**Work order**:
Could you set down exactly the lines of the data below, starting at the one that holds "box: [0, 0, 339, 17]" and ending at the one that holds "positive clicks: (265, 30)", both included, and only those?

**Provided records**:
┄┄┄┄┄┄
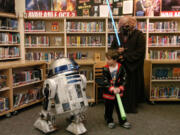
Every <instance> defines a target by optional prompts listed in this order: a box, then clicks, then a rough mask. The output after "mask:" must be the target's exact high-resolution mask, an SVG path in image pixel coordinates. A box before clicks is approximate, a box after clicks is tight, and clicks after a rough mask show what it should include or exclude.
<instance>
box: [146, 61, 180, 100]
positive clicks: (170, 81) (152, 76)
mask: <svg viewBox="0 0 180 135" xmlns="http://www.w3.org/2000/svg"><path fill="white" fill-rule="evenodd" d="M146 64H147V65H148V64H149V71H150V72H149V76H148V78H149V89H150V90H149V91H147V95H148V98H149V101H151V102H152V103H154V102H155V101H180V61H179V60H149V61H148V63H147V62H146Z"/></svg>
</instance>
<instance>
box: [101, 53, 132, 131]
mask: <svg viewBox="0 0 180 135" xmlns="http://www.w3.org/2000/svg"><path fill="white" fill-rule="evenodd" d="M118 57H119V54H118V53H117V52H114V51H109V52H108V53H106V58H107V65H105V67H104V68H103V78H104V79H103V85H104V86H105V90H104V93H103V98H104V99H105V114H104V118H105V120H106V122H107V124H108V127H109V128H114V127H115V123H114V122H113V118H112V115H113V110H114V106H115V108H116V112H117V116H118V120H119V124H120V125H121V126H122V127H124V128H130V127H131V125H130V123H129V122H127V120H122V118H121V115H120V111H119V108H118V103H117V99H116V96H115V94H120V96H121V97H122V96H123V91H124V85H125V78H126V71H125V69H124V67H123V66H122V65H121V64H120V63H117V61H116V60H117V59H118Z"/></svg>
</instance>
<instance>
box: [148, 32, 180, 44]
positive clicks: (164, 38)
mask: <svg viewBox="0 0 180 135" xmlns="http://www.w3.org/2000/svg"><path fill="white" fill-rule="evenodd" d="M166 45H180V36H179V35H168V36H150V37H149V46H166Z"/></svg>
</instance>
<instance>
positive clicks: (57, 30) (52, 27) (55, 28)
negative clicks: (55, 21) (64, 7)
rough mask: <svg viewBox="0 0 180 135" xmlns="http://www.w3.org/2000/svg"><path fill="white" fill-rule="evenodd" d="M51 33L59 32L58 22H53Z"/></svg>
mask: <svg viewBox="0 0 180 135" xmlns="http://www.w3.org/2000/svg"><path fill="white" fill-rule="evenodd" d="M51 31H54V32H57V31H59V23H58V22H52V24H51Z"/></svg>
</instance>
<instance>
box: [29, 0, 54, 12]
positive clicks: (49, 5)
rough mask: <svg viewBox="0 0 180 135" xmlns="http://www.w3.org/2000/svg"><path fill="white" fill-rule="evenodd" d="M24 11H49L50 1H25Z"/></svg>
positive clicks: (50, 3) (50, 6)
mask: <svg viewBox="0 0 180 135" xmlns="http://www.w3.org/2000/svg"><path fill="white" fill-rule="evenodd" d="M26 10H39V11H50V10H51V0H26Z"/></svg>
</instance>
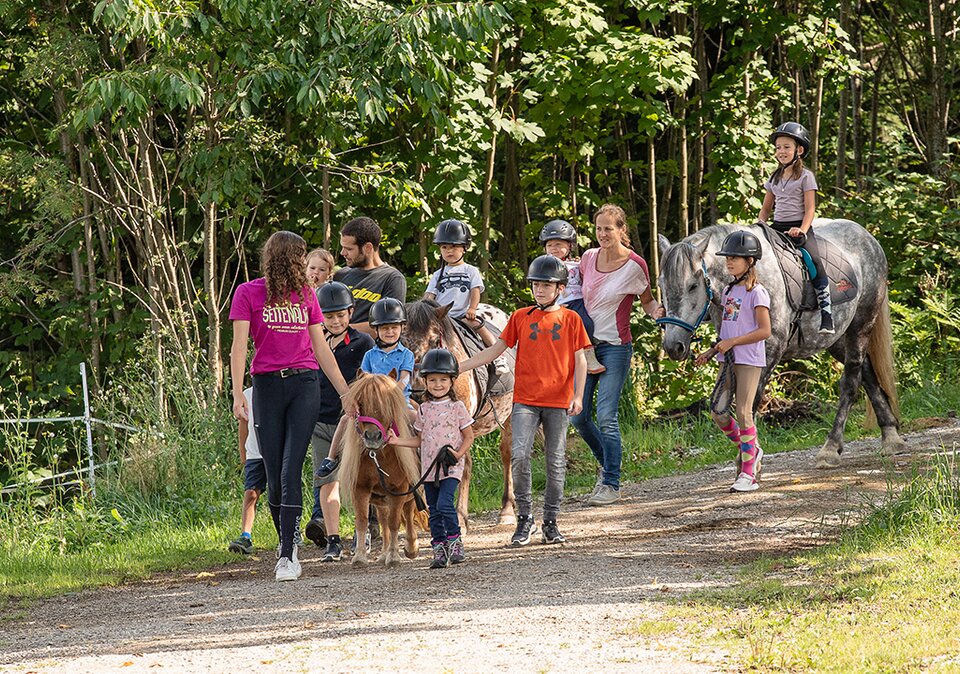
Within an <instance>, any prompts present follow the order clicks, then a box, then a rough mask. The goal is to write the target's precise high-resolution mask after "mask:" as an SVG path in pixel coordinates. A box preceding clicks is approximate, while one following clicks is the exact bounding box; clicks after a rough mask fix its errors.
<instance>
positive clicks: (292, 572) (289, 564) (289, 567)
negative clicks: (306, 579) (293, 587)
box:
┄┄┄┄┄┄
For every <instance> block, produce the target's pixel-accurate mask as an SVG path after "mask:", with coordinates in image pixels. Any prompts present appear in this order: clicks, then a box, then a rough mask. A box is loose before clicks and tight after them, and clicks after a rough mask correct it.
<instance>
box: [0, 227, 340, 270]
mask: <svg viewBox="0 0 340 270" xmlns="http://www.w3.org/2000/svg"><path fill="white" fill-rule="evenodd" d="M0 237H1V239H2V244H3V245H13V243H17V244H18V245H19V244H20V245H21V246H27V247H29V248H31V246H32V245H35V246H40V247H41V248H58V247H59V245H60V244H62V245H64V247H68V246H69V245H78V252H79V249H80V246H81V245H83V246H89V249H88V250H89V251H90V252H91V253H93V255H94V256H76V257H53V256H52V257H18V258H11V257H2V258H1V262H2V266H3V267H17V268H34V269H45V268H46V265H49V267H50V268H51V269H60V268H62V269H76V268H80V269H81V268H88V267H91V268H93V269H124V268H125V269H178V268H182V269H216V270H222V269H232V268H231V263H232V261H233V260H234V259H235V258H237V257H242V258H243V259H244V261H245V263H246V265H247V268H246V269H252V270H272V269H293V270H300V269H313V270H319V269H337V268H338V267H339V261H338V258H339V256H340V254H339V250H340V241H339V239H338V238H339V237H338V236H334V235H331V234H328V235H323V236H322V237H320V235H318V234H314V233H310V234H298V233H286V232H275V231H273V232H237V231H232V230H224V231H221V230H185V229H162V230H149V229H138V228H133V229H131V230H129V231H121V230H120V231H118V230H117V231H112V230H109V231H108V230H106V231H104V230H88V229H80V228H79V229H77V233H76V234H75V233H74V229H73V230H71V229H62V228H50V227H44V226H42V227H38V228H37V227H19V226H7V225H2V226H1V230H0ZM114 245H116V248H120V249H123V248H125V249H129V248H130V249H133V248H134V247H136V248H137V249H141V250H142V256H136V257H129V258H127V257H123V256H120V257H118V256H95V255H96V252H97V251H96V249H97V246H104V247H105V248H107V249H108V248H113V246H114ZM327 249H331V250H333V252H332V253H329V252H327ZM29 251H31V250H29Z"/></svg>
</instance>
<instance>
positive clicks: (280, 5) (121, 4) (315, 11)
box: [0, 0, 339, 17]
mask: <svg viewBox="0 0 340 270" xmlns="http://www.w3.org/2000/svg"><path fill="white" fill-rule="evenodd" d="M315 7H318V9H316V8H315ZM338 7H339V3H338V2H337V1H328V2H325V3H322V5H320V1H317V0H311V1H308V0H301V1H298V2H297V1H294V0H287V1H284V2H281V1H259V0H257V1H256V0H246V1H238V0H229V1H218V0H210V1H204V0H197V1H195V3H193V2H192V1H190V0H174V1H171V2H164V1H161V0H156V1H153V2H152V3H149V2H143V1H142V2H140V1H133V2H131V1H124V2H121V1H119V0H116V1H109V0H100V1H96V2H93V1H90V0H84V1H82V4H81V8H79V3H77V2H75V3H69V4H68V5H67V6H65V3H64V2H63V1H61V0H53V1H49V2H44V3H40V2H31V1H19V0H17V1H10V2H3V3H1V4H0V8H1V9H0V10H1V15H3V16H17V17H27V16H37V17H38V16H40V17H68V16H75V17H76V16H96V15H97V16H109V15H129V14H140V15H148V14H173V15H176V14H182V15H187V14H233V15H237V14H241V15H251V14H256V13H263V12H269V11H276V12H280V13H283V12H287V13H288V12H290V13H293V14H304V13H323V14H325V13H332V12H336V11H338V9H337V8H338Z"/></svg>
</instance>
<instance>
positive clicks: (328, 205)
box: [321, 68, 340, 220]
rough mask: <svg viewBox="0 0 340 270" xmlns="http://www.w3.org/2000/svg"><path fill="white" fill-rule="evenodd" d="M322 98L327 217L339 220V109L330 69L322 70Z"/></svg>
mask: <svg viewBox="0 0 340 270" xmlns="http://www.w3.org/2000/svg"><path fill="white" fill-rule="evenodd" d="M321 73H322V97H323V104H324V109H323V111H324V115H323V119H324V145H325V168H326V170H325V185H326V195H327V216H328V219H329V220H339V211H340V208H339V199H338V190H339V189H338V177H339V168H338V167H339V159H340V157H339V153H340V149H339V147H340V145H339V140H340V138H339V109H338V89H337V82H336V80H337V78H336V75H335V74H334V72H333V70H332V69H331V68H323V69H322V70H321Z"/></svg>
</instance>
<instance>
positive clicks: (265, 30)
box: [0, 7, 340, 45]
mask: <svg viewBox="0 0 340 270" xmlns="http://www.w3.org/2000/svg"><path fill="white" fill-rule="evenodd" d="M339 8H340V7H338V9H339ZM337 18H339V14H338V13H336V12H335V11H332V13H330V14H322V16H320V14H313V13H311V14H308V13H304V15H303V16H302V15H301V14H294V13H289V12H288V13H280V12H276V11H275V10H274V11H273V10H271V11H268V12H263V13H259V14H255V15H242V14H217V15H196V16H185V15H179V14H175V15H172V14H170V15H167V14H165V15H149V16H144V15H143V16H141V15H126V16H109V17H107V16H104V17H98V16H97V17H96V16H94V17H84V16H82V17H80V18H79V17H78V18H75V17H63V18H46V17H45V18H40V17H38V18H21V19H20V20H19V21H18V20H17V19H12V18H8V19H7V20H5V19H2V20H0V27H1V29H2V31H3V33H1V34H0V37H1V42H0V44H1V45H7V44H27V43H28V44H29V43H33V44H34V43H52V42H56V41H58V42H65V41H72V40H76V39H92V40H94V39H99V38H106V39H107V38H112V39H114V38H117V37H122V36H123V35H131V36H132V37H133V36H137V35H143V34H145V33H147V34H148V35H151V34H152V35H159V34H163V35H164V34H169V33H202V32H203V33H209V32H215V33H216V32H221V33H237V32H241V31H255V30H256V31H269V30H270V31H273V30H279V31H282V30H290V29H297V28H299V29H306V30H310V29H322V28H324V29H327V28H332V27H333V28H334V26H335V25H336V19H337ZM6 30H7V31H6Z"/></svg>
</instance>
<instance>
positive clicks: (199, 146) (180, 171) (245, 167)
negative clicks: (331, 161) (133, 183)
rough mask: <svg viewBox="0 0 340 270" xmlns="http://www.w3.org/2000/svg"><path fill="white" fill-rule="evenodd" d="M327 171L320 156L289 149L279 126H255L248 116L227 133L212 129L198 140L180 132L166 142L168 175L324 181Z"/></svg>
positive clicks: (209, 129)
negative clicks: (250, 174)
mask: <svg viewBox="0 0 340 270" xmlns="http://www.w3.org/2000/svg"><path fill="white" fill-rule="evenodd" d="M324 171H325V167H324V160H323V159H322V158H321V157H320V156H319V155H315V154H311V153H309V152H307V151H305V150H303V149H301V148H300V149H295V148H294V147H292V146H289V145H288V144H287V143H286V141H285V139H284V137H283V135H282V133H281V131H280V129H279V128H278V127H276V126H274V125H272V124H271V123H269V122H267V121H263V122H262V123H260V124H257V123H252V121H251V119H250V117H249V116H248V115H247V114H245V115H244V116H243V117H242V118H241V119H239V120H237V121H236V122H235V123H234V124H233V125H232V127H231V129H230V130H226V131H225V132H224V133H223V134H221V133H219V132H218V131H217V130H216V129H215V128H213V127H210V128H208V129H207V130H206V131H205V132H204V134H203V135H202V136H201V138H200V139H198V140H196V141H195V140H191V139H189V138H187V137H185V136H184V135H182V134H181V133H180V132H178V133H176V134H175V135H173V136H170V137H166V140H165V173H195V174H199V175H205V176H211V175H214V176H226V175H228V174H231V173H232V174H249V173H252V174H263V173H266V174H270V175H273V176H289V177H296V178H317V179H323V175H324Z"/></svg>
┄┄┄┄┄┄
**Solution**:
box: [0, 0, 339, 17]
mask: <svg viewBox="0 0 340 270" xmlns="http://www.w3.org/2000/svg"><path fill="white" fill-rule="evenodd" d="M315 7H318V9H316V8H315ZM338 7H339V3H338V2H337V1H328V2H325V3H322V5H320V1H317V0H311V1H308V0H301V1H298V2H297V1H294V0H287V1H284V2H281V1H259V0H257V1H256V0H246V1H238V0H229V1H218V0H210V1H204V0H197V1H195V3H193V2H192V1H190V0H174V1H171V2H164V1H161V0H156V1H153V2H152V3H149V2H143V1H142V2H140V1H133V2H131V1H124V2H121V1H119V0H116V1H109V0H100V1H96V2H93V1H90V0H84V1H82V4H81V8H79V3H77V2H75V3H69V4H68V5H67V6H65V3H64V2H63V1H61V0H53V1H49V2H44V3H40V2H31V1H19V0H17V1H10V2H3V3H1V4H0V8H1V9H0V10H1V15H3V16H17V17H27V16H37V17H38V16H40V17H68V16H75V17H76V16H96V15H97V16H109V15H129V14H140V15H148V14H173V15H176V14H182V15H187V14H233V15H237V14H241V15H251V14H256V13H263V12H269V11H276V12H280V13H283V12H287V13H288V12H290V13H293V14H304V13H323V14H325V13H332V12H336V11H338V9H337V8H338Z"/></svg>
</instance>
<instance>
positive clicks: (328, 205)
box: [321, 68, 340, 220]
rough mask: <svg viewBox="0 0 340 270" xmlns="http://www.w3.org/2000/svg"><path fill="white" fill-rule="evenodd" d="M322 98L327 217L339 220V109L330 69L322 70Z"/></svg>
mask: <svg viewBox="0 0 340 270" xmlns="http://www.w3.org/2000/svg"><path fill="white" fill-rule="evenodd" d="M321 73H322V97H323V104H324V109H323V111H324V115H323V119H324V145H325V168H326V170H325V185H326V195H327V216H328V219H329V220H339V211H340V208H339V199H338V190H339V189H338V177H339V168H338V167H339V159H340V157H339V153H340V149H339V147H340V145H339V140H340V138H339V109H338V89H337V82H336V80H337V78H336V75H335V74H334V72H333V70H332V69H331V68H323V69H322V70H321Z"/></svg>
</instance>
<instance>
positive clicks: (265, 30)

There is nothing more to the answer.